### TEXT EXCERPT

We will thus proceed by case analysis on whether f n is included in the image of g. If f n is included in the image of g, then g must be a surjection as well. By the inductive hypothesis X is Bishop finite. If f n is not included in the image of g, we will denote y := f n. We now consider the type X / y (pair X (\x -> x != y)) which is inhabited by terms different than y. First, we note that X / y has decidable equality. Secondly, we note that X / y + unit is equivalent to X. Lastly, we note that by restricting the codomain of g to X / y, we obtain a surjection g1 : stn n -> X / y. By the inductive hypothesis, the type X / y is Bishop finite, and thus equivalent to stn m for some m : nat. To conclude, we have the following chain of equivalences X ≃ X / y + 1 ≃ stn m + 1 ≃ stn (S m). Thus, X is Bishop finite.

  Lemma issurjective_stnfun_singleton_complement {X : UU} {n : nat} (f : stn (S n) → X)
        (nfib : ¬ hfiber (fun_stnsn_to_stnn f) (f lastelement)) : issurjective f →
        issurjective (stnfun_singleton_complement f nfib).
  Proof.
    intros surjf y.
    destruct y as [x neq].
    use squash_to_prop.
    - exact (hfiber f x).
    - exact (surjf x).
    - apply propproperty.

######

* **REQUESTS**
a: Translate this sentence from the finiteness proof into Spanish: "Secondly, we note that X / y + unit is equivalent to X."
b: Continue the finiteness proof from its last shown line.

### DATA LISTING

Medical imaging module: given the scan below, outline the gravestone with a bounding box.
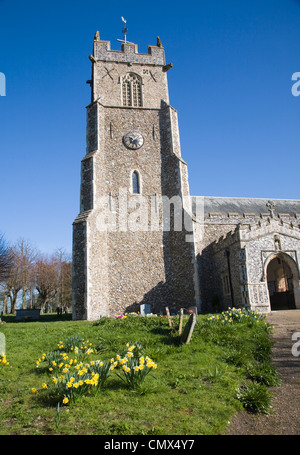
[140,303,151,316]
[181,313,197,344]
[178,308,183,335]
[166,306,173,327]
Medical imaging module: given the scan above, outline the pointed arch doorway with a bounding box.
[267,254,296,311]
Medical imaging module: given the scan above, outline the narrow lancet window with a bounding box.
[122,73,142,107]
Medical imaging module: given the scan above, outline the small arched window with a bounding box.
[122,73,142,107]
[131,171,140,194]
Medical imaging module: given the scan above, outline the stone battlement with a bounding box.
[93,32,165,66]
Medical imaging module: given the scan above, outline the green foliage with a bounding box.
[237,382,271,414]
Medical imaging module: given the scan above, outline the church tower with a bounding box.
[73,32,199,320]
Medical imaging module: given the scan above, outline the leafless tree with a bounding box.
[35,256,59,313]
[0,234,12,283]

######

* **ANSWERS FOR THE EXERCISE**
a: En segundo lugar, observamos que X / y + unit es equivalente a X.

b:
    - intros [[m lth] q]; clear surjf. apply hinhpr.
      induction (natlehchoice _ _ (natlthsntoleh _ _ lth)).
      + apply (tpair _ (m ,, a)).
        unfold stnfun_singleton_complement, fun_stnsn_to_stnn, make_stn.
        apply subtypePath_prop; cbn.
        induction q. apply maponpaths, stn_eq, idpath.
      + assert (H : (m ,, lth = lastelement)) by apply stn_eq, b.
        apply fromempty. induction neq. induction H. apply pathsinv0, q.
  Qed.

  Lemma kfinstruct_dec_finstruct {X : UU} : isdeceq X → kfinstruct X → finstruct X.
  Proof.
    intros deceqX [n [f surj]].
    generalize dependent X.
    induction n; intros.
    - apply tpair with (pr1 := 0).
      apply surj_from_stn0_to_neg with (f := f). assumption.
    - set (g := fun_stnsn_to_stnn f).
      set (y := f lastelement).
      induction (isdeceq_isdecsurj g y deceqX).
      + apply IHn with (f := g); try apply surj_fun_stnsn_to_stnn; assumption.
      + set (g' := stnfun_singleton_complement f b).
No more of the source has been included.